Aim of the task
Present the material below as a Markdown table with two columns, No. and Entry. Number each line in No., put its text in Entry, and skip any blank lines.

>> BEGIN

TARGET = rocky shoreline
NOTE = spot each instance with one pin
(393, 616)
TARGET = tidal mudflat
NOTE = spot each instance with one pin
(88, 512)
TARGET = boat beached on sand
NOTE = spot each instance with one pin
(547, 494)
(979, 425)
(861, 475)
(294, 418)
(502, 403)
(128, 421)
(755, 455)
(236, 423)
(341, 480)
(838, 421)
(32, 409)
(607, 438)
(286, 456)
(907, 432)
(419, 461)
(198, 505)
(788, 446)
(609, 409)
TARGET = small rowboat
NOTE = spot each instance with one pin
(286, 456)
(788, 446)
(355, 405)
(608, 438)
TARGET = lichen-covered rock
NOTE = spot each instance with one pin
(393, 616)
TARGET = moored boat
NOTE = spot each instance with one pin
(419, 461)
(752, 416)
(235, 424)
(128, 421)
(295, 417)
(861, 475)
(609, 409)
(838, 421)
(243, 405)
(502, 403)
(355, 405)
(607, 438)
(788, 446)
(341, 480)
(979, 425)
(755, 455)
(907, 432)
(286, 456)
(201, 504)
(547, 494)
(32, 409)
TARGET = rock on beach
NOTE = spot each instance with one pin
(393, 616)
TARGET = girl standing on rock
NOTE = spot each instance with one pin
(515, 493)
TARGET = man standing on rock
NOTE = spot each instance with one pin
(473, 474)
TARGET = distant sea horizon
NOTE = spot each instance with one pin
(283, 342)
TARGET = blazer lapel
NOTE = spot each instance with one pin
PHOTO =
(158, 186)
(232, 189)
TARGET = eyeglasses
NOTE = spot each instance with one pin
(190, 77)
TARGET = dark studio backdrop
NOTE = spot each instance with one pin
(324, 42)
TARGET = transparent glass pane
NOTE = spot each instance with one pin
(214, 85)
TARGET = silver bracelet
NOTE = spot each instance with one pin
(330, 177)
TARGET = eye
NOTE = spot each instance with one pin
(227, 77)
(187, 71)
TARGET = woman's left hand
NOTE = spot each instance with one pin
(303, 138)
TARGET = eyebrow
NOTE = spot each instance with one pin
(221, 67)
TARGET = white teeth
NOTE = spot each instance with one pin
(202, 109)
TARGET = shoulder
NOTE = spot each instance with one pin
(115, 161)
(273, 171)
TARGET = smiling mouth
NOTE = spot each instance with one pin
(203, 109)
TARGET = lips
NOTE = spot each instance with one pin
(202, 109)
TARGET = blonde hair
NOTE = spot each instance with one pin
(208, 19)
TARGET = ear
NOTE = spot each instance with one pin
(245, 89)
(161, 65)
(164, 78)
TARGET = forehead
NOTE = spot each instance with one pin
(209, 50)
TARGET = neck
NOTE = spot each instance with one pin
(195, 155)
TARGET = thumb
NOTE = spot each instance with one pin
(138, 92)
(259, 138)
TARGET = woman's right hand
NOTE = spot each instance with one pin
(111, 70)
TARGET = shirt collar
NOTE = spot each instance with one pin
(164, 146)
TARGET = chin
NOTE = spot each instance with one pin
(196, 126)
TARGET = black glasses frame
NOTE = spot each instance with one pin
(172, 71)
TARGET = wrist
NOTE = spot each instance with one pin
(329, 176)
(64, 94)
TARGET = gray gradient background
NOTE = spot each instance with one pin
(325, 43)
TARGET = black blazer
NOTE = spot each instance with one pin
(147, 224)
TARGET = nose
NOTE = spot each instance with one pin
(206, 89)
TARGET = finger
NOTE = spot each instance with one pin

>> END

The result
| No. | Entry |
|---|---|
| 1 | TARGET = rocky shoreline |
| 2 | NOTE = spot each instance with one pin |
| 3 | (393, 616) |
| 4 | TARGET = tidal mudflat |
| 5 | NOTE = spot each instance with one pin |
| 6 | (88, 512) |
| 7 | TARGET = boat beached on sand |
| 8 | NOTE = spot each instance with one pin |
| 9 | (547, 494) |
| 10 | (979, 425) |
| 11 | (861, 475) |
| 12 | (294, 418) |
| 13 | (502, 403) |
| 14 | (128, 421) |
| 15 | (755, 455) |
| 16 | (236, 423) |
| 17 | (341, 480) |
| 18 | (838, 421) |
| 19 | (32, 409) |
| 20 | (607, 438) |
| 21 | (286, 456) |
| 22 | (907, 432) |
| 23 | (419, 461) |
| 24 | (198, 505) |
| 25 | (788, 446) |
| 26 | (609, 409) |
| 27 | TARGET = small rowboat |
| 28 | NOTE = spot each instance with one pin |
| 29 | (286, 456) |
| 30 | (788, 446) |
| 31 | (355, 405) |
| 32 | (608, 438) |
| 33 | TARGET = lichen-covered rock |
| 34 | NOTE = spot each instance with one pin |
| 35 | (393, 616) |
| 36 | TARGET = moored boat |
| 37 | NOTE = spot each instance with one pin |
| 38 | (419, 461) |
| 39 | (752, 416) |
| 40 | (235, 424) |
| 41 | (128, 421) |
| 42 | (295, 417) |
| 43 | (861, 475) |
| 44 | (609, 409) |
| 45 | (838, 421) |
| 46 | (243, 405) |
| 47 | (502, 403) |
| 48 | (355, 405) |
| 49 | (607, 438) |
| 50 | (788, 446) |
| 51 | (341, 480) |
| 52 | (979, 425) |
| 53 | (755, 455) |
| 54 | (907, 432) |
| 55 | (286, 456) |
| 56 | (201, 504) |
| 57 | (547, 494) |
| 58 | (32, 409) |
| 59 | TARGET = rock on beach |
| 60 | NOTE = spot each instance with one pin |
| 61 | (393, 616) |
| 62 | TARGET = girl standing on rock |
| 63 | NOTE = spot each instance with one pin |
| 64 | (515, 493) |
| 65 | TARGET = man standing on rock |
| 66 | NOTE = spot each instance with one pin |
| 67 | (473, 474) |
| 68 | TARGET = distant sea horizon |
| 69 | NOTE = spot each instance with one pin |
| 70 | (283, 342) |
| 71 | TARGET = blazer lapel |
| 72 | NOTE = spot each instance with one pin |
| 73 | PHOTO = |
| 74 | (158, 186) |
| 75 | (232, 189) |
| 76 | TARGET = eyeglasses |
| 77 | NOTE = spot each instance with one pin |
| 78 | (190, 77) |
| 79 | TARGET = dark studio backdrop |
| 80 | NOTE = spot each instance with one pin |
| 81 | (324, 42) |
| 82 | TARGET = transparent glass pane |
| 83 | NOTE = spot each instance with one pin |
| 84 | (214, 85) |
| 85 | TARGET = silver bracelet |
| 86 | NOTE = spot each instance with one pin |
| 87 | (330, 177) |
| 88 | TARGET = eye |
| 89 | NOTE = spot each instance with one pin |
| 90 | (227, 77) |
| 91 | (187, 71) |
| 92 | TARGET = woman's left hand |
| 93 | NOTE = spot each instance with one pin |
| 94 | (303, 138) |
| 95 | TARGET = eyebrow |
| 96 | NOTE = spot each instance with one pin |
| 97 | (221, 67) |
| 98 | TARGET = white teeth |
| 99 | NOTE = spot each instance with one pin |
| 100 | (202, 109) |
| 101 | TARGET = shoulder |
| 102 | NOTE = spot each instance with one pin |
| 103 | (115, 161) |
| 104 | (273, 171) |
| 105 | TARGET = smiling mouth |
| 106 | NOTE = spot each instance with one pin |
| 107 | (203, 109) |
| 108 | TARGET = lips |
| 109 | NOTE = spot each instance with one pin |
| 110 | (202, 109) |
| 111 | TARGET = blonde hair |
| 112 | NOTE = spot each instance with one pin |
| 113 | (208, 19) |
| 114 | TARGET = ear |
| 115 | NOTE = spot each instance with one pin |
| 116 | (245, 89) |
| 117 | (161, 65) |
| 118 | (164, 78) |
| 119 | TARGET = forehead |
| 120 | NOTE = spot each instance with one pin |
| 121 | (209, 50) |
| 122 | TARGET = neck |
| 123 | NOTE = spot each instance with one pin |
| 124 | (195, 155) |
| 125 | TARGET = thumb |
| 126 | NOTE = spot each instance with one pin |
| 127 | (138, 92) |
| 128 | (259, 138) |
| 129 | TARGET = woman's right hand |
| 130 | NOTE = spot each instance with one pin |
| 131 | (111, 70) |
| 132 | TARGET = shirt collar |
| 133 | NOTE = spot each instance with one pin |
| 134 | (164, 146) |
| 135 | TARGET = chin |
| 136 | NOTE = spot each instance with one pin |
| 137 | (196, 126) |
| 138 | TARGET = black glasses frame |
| 139 | NOTE = spot each instance with one pin |
| 140 | (172, 71) |
| 141 | TARGET = wrist |
| 142 | NOTE = spot each instance with one pin |
| 143 | (329, 176) |
| 144 | (64, 94) |
| 145 | TARGET = gray gradient background |
| 146 | NOTE = spot each instance with one pin |
| 147 | (325, 43) |
| 148 | TARGET = black blazer |
| 149 | NOTE = spot each instance with one pin |
| 150 | (147, 224) |
| 151 | TARGET = nose |
| 152 | NOTE = spot each instance with one pin |
| 153 | (206, 89) |
| 154 | TARGET = finger |
| 155 | NOTE = spot each instance with one pin |